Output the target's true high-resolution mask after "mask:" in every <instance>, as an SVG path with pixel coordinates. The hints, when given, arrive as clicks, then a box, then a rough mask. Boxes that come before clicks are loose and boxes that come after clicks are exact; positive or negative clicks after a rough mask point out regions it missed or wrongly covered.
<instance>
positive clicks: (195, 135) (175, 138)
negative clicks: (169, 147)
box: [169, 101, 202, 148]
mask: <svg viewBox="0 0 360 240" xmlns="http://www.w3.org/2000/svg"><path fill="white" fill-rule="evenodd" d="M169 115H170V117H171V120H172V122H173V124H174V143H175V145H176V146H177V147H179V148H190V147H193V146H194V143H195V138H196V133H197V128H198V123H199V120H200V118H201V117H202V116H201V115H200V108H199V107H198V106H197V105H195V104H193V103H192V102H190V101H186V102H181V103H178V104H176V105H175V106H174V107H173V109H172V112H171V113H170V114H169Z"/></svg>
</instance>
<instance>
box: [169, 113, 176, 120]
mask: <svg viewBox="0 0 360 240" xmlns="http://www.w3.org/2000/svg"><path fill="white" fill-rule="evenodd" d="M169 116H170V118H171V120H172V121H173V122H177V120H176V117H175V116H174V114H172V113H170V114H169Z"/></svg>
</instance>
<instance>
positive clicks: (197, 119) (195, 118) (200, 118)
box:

····················

What to do >> Convert each item above into a numbered list of its lines, omitting any blank lines.

Output for this exercise >>
1. Output the target's true high-resolution mask after "mask:" in every <instance>, as an SVG path with pixel coordinates. The hints, when given, arrive as clicks, then a box, then a rough mask. Boxes that come before clicks are loose and boxes that come after clicks are exact; positive or negative clicks after a rough mask point out regions it missed or wrongly covered.
2. <instance>
3. positive clicks: (195, 135) (175, 138)
4. negative clicks: (169, 147)
5. box: [169, 101, 202, 148]
6. mask: <svg viewBox="0 0 360 240" xmlns="http://www.w3.org/2000/svg"><path fill="white" fill-rule="evenodd" d="M169 115H170V117H171V120H172V122H173V124H174V143H175V145H176V146H177V147H179V148H190V147H193V146H194V143H195V138H196V133H197V128H198V123H199V120H200V118H201V117H202V116H201V115H200V108H199V107H198V106H197V105H195V104H193V103H192V102H190V101H186V102H181V103H178V104H176V105H175V106H174V107H173V109H172V112H171V113H170V114H169Z"/></svg>
7. </instance>
8. <instance>
9. box: [169, 113, 176, 120]
10. mask: <svg viewBox="0 0 360 240" xmlns="http://www.w3.org/2000/svg"><path fill="white" fill-rule="evenodd" d="M169 116H170V118H171V120H172V121H173V122H177V120H176V117H175V116H174V114H172V113H170V114H169Z"/></svg>
11. </instance>
12. <instance>
13. positive clicks: (197, 119) (195, 118) (200, 118)
14. box:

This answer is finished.